• **Bereitgestellte Daten**
====================
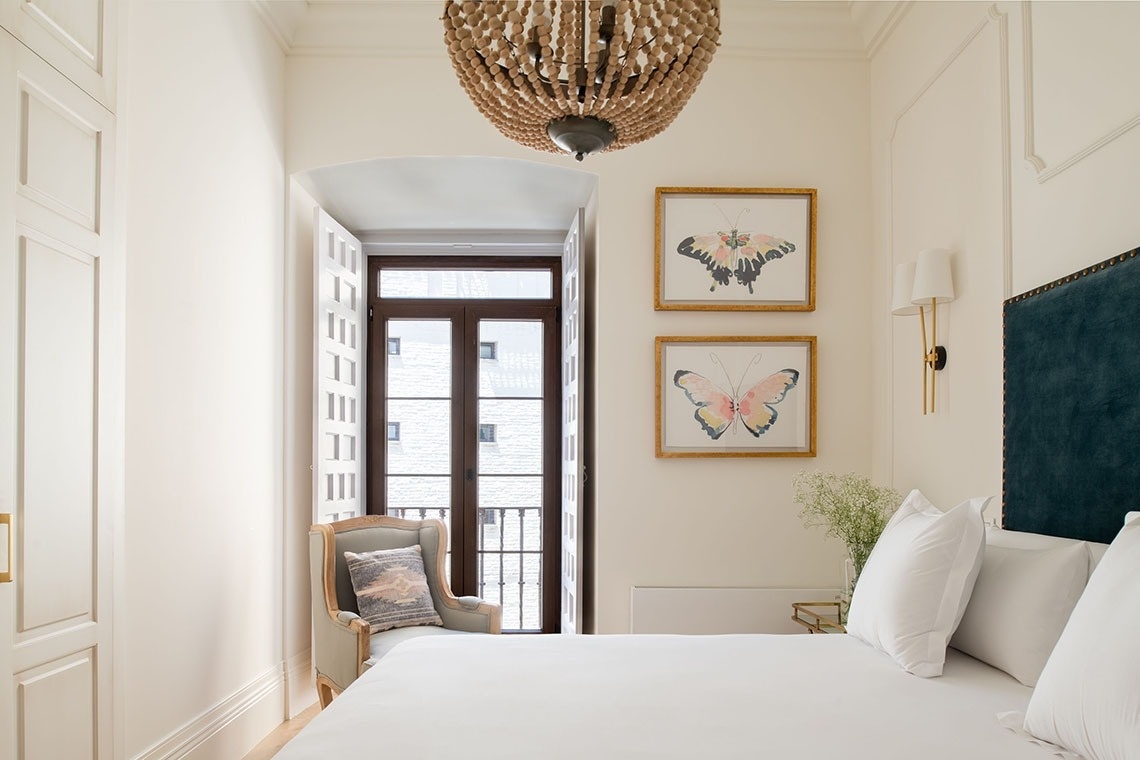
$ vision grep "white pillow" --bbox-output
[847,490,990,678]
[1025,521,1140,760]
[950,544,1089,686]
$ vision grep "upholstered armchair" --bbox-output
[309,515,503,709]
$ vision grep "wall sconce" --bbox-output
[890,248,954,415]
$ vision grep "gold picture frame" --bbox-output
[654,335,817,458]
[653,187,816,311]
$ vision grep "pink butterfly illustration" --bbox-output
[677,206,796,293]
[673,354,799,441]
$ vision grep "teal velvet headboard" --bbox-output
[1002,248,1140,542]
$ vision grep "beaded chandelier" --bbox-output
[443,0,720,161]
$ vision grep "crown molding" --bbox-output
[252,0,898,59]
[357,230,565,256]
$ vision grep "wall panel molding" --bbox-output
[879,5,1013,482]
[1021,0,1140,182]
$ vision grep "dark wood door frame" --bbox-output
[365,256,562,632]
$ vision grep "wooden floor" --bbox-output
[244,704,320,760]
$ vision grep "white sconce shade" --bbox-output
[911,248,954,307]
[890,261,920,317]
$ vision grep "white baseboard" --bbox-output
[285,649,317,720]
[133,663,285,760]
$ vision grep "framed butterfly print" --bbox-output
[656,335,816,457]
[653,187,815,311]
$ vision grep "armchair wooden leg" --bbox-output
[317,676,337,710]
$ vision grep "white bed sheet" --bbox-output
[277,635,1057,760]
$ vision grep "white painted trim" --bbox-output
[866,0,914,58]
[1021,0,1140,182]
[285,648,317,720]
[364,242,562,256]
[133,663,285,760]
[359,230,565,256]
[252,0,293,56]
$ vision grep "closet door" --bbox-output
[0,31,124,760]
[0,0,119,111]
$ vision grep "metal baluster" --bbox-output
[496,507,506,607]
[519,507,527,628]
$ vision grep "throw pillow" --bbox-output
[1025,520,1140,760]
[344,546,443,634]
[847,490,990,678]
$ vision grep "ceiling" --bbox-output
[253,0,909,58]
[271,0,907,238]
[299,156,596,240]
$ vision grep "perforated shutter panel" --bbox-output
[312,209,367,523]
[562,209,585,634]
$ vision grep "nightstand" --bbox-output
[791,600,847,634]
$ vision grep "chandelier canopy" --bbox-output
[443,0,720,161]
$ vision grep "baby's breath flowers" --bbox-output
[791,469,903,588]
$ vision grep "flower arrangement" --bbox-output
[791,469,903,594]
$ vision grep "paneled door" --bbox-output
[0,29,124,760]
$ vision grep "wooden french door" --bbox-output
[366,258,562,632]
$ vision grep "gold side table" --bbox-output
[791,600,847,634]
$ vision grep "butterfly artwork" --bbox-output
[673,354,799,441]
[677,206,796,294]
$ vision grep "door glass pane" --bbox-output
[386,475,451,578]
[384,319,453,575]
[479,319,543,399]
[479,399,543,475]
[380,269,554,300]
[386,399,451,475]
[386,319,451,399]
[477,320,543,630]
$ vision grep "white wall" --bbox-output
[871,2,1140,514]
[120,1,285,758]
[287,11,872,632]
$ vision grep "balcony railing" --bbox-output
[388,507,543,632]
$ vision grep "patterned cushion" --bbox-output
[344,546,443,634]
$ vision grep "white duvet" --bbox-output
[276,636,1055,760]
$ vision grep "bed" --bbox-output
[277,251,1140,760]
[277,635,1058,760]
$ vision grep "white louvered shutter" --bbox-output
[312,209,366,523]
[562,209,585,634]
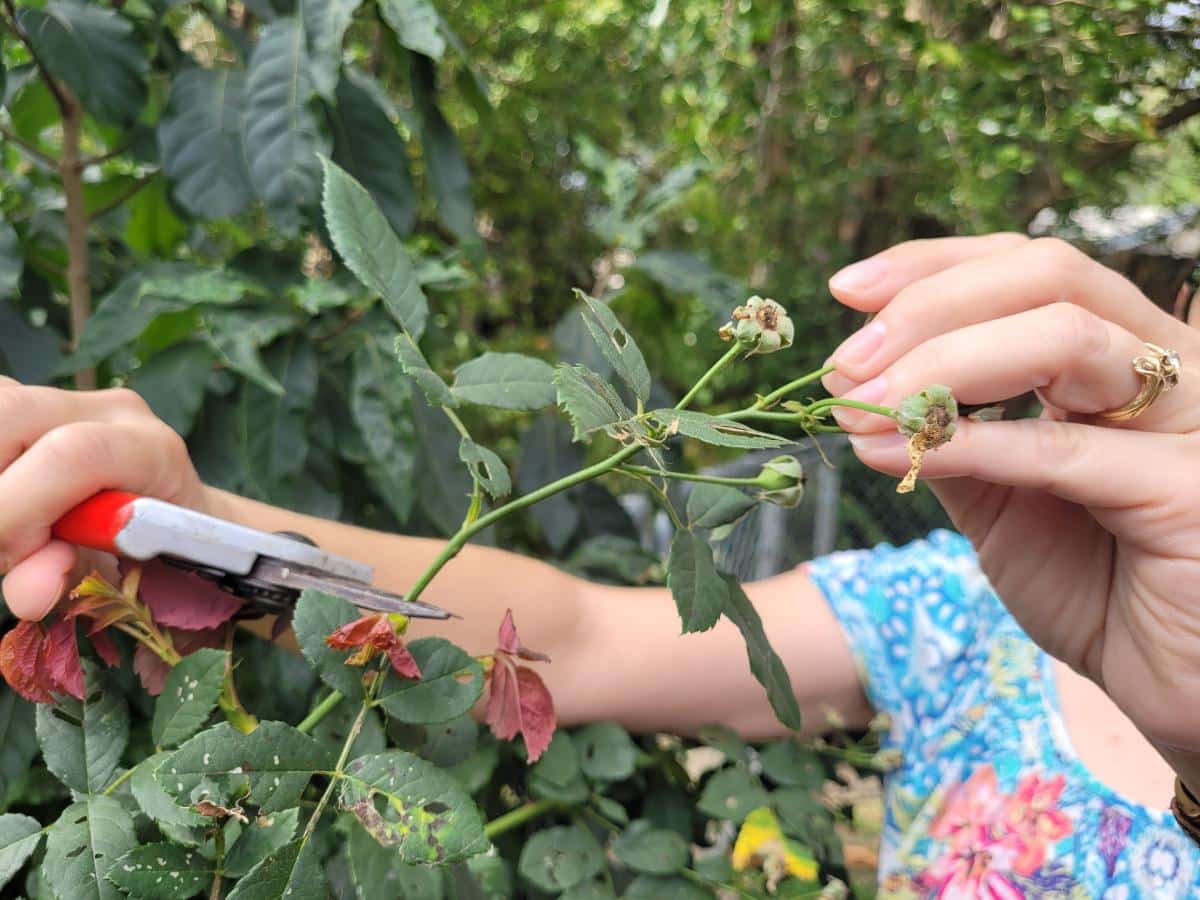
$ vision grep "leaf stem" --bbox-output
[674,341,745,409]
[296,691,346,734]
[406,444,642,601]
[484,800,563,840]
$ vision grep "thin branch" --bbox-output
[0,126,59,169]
====================
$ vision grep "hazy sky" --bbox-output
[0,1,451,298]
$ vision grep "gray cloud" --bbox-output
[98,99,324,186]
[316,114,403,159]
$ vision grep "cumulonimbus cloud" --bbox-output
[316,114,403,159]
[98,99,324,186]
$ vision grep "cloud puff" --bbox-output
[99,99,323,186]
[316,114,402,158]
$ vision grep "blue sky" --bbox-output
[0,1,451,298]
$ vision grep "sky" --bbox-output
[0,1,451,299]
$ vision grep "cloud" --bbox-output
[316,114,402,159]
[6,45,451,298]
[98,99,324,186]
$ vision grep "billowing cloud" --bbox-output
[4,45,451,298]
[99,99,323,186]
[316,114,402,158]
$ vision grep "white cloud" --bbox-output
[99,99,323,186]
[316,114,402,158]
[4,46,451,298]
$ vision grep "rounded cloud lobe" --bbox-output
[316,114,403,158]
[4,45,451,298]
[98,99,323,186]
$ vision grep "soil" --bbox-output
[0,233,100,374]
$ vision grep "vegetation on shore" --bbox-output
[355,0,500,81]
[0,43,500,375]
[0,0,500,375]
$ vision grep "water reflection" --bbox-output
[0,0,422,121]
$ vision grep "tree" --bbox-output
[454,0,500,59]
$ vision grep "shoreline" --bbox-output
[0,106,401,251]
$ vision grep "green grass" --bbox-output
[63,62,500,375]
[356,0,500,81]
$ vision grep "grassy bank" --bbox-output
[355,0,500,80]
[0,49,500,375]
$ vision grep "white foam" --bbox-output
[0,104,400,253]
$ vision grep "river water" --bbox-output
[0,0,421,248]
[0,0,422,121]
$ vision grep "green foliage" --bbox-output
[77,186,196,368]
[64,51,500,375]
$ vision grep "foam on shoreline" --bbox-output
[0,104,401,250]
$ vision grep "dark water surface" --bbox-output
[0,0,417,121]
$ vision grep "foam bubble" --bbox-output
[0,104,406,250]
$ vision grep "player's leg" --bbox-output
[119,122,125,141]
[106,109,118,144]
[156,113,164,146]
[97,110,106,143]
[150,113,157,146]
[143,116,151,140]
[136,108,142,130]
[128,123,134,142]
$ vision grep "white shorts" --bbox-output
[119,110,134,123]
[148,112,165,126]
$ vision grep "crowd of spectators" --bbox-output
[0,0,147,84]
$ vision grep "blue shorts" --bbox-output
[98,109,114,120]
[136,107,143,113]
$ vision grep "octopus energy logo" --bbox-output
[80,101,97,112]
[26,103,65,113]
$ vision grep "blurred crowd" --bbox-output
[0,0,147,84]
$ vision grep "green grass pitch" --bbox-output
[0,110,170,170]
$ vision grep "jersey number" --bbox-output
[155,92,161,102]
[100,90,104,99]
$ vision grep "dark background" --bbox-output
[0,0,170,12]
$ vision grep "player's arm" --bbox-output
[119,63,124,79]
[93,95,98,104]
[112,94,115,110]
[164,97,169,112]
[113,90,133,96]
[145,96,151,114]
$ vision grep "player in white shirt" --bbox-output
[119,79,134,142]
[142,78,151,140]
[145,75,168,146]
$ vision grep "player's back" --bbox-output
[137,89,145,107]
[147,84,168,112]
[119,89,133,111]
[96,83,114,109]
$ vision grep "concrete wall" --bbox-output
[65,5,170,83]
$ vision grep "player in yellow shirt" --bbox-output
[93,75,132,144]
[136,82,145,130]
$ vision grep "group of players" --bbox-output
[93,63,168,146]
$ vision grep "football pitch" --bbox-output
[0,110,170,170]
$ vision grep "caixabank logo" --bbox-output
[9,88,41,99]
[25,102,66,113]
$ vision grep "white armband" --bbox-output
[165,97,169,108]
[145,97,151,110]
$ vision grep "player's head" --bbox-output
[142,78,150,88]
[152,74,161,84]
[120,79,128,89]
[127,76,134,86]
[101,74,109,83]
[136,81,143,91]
====================
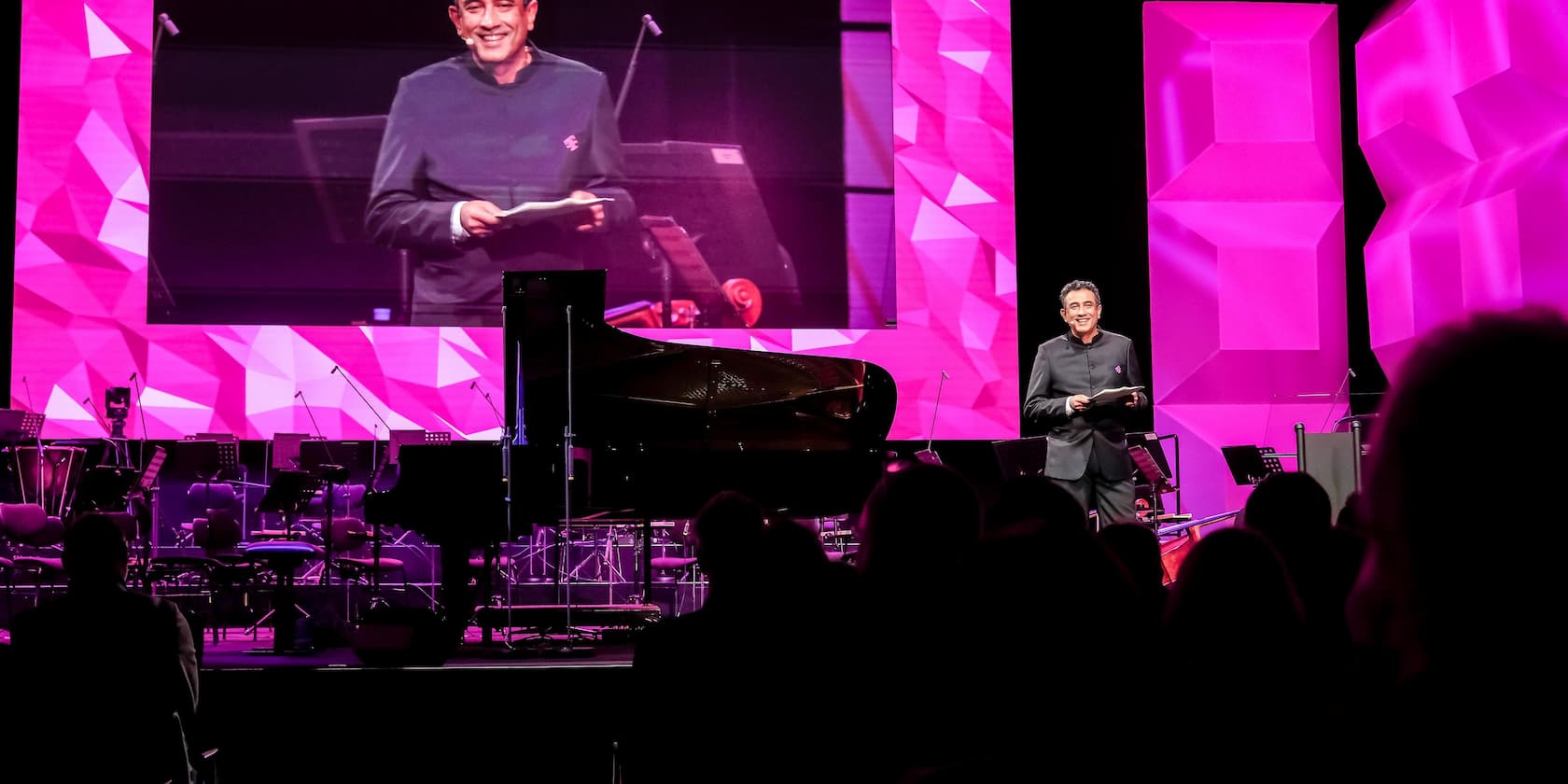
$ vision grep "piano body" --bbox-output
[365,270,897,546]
====================
• **Aufgabenstellung**
Wähle aus den Zeilen oben jede aus, die das Wort „dark“ enthält, und übernimm sie unverändert.

• **Schriftliche Antwort**
$ vision grep "dark wood door frame" --bbox-output
$ vision grep "dark water surface" --bbox-output
$ vision grep "dark background" --bbox-output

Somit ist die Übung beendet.